> **PROBLEM SET**:
#1 In the Quantum Computing II syllabus, which unit covers Shor's algorithm?
#2 Write the next part of the Quantum Computing II syllabus, picking up after its final line.

Course Name Quantum Computing II
Course Code 25CSA441
Credits 4
Campus Amritapuri

Syllabus

Unit 1

Introduction to computability theory, Turing machine, Church-Turing thesis, theory of computation, Computational complexity classes, P vs NP, Probabilistic complexity classes, BQP vs BPP. Quantum computational complexity advantages.

Unit 2

Quantum Fourier transform, quantum phase estimation, Shor’s algorithm, Quantum Searching and Grover’s Algorithm, Linear equation solver (HHL) algorithm, Quantum optimization, verifications using IBM Qiskit simulations.

Unit 3

Noisy quantum theory: Pure and mixed states, density operators, expectation values and measurements, partial trace and reduced density operator, density operator on a Bloch sphere. Noisy quantum evolution, quantum channels, Kraus and Choi representations, examples of quantum channels.

Unit 4

Entanglement manipulation, LOCC, quantum entropy, entanglement assisted classical communication.

Unit 5

Introduction to quantum cryptography: basics of encoding, RSA encryption basics, basics of quantum cryptography, BB84 protocol, B91 protocol, Device independent cryptography; demonstration of BB84 and B91 using IBM qiskit simulations.

> **EXTRACTED RECORDS**:
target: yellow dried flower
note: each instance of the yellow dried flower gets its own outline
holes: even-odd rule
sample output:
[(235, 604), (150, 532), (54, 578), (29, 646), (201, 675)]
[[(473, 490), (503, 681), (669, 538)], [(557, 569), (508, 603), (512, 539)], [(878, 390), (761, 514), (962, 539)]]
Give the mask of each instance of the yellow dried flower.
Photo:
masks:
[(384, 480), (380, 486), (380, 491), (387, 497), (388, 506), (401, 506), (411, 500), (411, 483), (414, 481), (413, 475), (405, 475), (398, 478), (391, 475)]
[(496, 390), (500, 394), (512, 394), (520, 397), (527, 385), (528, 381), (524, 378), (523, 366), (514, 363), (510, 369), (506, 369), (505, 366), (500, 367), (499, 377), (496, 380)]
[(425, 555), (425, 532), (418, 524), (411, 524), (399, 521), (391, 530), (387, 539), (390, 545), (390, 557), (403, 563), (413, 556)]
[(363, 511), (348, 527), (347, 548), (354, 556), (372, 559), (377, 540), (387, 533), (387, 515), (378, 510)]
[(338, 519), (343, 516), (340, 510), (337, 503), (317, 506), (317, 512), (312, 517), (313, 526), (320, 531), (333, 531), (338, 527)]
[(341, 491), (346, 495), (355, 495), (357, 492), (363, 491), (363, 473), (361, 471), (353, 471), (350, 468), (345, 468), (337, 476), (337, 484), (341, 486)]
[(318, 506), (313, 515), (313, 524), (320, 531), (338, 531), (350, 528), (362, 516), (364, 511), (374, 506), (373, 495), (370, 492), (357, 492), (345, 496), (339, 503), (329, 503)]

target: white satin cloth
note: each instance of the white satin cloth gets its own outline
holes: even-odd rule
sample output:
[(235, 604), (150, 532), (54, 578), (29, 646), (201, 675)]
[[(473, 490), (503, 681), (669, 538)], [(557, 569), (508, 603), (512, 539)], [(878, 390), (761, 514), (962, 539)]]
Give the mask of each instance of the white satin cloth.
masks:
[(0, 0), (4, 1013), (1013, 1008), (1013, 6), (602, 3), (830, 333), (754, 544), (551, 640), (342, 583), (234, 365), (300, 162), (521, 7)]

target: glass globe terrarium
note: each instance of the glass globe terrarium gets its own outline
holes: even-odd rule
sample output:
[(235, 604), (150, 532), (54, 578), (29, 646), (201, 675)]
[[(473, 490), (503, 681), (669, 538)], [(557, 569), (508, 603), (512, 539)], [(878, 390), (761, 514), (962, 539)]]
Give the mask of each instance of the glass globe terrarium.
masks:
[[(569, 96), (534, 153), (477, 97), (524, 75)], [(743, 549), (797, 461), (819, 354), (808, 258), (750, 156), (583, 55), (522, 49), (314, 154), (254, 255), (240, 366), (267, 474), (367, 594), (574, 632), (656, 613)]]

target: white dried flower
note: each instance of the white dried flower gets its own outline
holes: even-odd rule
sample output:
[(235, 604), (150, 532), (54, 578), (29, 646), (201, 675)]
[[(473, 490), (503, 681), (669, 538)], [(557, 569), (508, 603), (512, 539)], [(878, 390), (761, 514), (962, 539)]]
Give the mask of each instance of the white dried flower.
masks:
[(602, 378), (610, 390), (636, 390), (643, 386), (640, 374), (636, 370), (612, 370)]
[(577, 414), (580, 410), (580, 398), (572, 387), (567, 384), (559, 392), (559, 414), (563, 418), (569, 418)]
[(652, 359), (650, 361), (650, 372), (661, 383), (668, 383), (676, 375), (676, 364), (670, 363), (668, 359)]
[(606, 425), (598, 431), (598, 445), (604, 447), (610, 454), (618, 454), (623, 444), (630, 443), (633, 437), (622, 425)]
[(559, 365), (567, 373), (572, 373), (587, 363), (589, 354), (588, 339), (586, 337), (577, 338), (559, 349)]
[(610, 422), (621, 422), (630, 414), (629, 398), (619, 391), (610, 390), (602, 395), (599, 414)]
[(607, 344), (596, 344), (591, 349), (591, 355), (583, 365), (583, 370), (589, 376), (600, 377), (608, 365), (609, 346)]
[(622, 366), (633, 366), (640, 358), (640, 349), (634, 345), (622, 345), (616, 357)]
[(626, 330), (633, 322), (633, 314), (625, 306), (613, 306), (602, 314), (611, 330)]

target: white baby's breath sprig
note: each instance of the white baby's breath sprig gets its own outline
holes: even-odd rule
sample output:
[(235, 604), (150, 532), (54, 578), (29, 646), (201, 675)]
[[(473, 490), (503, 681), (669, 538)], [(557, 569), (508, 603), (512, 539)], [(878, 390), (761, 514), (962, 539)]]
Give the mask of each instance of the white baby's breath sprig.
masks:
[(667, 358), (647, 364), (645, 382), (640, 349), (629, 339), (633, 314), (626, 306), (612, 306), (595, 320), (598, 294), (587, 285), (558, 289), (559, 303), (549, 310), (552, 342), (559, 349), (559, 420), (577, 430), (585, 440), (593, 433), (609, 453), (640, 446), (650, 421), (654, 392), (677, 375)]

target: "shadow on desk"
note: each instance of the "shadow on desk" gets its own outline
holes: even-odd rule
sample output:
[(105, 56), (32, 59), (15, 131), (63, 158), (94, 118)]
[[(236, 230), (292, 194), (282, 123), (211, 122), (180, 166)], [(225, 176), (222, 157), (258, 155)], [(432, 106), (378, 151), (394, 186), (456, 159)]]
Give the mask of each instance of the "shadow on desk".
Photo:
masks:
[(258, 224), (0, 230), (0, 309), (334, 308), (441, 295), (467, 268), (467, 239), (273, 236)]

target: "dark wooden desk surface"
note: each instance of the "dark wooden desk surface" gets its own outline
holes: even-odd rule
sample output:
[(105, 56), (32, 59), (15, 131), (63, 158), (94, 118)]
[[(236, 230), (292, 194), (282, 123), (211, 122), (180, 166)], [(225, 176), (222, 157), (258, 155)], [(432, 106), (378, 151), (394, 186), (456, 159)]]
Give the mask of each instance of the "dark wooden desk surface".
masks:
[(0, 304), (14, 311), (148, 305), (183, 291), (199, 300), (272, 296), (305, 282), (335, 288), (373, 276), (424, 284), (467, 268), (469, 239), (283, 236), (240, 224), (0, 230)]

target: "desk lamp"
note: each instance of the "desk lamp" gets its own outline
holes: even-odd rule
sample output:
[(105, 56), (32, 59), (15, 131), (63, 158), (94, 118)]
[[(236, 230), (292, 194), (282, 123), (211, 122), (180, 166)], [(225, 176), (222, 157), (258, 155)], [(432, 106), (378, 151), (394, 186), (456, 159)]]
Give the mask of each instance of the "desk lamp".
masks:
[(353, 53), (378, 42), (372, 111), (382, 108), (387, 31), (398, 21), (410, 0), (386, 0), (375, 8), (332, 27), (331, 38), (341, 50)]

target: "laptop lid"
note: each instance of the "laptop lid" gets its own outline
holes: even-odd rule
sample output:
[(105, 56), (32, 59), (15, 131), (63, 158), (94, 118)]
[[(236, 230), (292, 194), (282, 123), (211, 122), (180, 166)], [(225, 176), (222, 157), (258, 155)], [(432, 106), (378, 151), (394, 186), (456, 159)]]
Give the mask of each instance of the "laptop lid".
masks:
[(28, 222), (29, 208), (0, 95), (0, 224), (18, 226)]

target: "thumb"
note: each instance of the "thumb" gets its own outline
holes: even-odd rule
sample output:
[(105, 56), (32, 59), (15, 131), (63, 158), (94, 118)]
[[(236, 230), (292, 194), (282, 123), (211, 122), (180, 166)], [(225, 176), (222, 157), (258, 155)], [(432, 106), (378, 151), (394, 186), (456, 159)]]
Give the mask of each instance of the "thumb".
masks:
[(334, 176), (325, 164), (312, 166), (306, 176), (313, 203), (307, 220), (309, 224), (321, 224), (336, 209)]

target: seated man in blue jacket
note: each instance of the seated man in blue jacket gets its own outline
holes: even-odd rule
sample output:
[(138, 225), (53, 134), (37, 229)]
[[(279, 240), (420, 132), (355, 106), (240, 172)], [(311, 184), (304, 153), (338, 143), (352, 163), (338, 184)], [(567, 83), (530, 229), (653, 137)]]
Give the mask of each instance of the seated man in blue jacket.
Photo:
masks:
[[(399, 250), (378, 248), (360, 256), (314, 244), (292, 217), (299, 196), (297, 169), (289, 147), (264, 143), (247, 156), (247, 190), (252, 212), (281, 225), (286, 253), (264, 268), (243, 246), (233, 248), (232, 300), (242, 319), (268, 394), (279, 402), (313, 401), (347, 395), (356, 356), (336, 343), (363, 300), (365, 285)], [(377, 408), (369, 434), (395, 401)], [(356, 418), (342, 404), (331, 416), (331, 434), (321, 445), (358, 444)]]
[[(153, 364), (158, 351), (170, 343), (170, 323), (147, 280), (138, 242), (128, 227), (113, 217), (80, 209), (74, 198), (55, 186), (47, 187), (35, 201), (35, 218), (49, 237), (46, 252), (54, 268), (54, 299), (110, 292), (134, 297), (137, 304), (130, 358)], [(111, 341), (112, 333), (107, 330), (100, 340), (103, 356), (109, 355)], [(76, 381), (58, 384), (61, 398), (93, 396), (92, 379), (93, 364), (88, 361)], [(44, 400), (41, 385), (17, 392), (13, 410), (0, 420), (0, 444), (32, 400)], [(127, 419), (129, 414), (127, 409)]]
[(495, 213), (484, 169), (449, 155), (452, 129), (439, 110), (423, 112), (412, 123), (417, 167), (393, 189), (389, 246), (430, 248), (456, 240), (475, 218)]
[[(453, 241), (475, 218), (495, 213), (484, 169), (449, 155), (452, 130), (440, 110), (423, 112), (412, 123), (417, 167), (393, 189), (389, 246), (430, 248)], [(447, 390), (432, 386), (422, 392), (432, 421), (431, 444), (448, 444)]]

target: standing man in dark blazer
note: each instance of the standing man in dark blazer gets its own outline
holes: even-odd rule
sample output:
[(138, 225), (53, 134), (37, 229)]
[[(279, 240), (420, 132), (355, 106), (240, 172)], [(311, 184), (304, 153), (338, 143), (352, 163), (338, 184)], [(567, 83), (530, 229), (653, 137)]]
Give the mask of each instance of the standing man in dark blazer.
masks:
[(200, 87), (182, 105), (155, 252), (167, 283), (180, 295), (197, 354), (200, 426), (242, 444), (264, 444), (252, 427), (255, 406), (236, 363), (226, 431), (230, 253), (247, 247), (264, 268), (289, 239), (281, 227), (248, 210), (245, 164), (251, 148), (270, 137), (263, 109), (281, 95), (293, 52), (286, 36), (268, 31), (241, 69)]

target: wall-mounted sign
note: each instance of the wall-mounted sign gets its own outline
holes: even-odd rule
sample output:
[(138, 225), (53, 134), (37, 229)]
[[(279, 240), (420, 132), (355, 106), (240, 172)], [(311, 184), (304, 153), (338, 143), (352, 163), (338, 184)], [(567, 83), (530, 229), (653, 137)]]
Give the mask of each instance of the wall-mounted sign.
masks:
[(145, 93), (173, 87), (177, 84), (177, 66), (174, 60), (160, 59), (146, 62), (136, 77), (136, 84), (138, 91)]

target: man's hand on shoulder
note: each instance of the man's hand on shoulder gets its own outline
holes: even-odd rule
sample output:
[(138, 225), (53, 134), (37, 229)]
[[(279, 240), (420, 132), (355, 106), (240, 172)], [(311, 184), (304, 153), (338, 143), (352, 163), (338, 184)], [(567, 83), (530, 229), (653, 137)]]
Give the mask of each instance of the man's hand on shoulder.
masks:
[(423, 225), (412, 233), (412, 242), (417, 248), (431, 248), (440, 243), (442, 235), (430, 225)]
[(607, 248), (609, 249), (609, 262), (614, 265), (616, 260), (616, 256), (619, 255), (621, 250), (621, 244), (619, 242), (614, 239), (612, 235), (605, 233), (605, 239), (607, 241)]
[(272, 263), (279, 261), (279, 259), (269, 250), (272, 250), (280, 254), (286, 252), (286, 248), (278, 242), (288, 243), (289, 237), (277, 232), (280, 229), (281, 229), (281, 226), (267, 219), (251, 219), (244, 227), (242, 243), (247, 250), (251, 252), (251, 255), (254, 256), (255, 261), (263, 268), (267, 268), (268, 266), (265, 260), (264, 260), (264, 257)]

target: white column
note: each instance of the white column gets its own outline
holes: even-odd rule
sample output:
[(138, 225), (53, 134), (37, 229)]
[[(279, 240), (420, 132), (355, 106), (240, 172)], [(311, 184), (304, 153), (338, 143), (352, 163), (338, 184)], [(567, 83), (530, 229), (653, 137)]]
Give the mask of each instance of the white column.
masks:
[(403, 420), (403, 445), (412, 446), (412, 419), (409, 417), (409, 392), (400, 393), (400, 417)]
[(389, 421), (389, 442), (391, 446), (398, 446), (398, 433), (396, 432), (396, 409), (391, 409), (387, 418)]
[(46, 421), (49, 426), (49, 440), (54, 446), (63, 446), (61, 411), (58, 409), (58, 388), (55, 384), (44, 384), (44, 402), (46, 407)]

> **ANSWERS TO THE TASKS**:
#1 Unit 2

#2
Suggested lab exercises
  1. Quantum Fourier transform
  2. Quantum Phase estimation
  3. Grovers algorithm – quantum searching
  4. HHL algorithm – linear equation solver
  5. Quantum cryptography: BB84 and B91 protocols

Description and Outcomes

Course Description

This course focuses on advanced quantum algorithms and cryptographic protocols. Students will implement the Quantum Fourier Transform, Phase Estimation, Grover’s algorithm, the HHL algorithm, and quantum cryptography using IBM Qiskit for hands-on learning.

Course Outcomes

On successful completion of the course, students shall be able to

  1. Understand, analyse, and describe classical and quantum complexity classes (P, NP, BQP, BPP) to assess quantum computational complexity advantages.
  2. Apply and simulate quantum algorithms, including the quantum Fourier transform, Shor’s, Grover’s, and HHL algorithms, using IBM Qiskit for computational problem-solving.
  3. Apply concepts of mixed quantum states and density operators, and perform calculations for noisy quantum evolution and quantum channels.
  4. Perform calculations in entanglement manipulation techniques and demonstrate entanglement-assisted communication (LOCC, quantum entropy) in quantum information tasks.
  5. Demonstrate quantum cryptographic protocols (BB84, B91) and explain quantum cryptography principles, including device-independent cryptography, using IBM Qiskit simulations.

Evaluation Pattern

Continuous Evaluation (Theory + Lab Assignments) 25%
One mid-term examination/ Two periodical examinations 25%
End-semester examination 50%

References

  1. David McMahon, Quantum Computing Explained, Wiley India.
  2. Quantum Computation and Quantum Information: M.A. Nielsen and I.L. Chuang (2011), CUP.
  3. P. Kaye, R. Laflamme, and M. Mosca, An Introduction to Quantum Computing, OUP, 2007
  4. Peter Y Lee, Huiwen Ji, Ran Cheng, Quantum Computing and Information: A Scaffolding Approach, Polaris QCI (2024)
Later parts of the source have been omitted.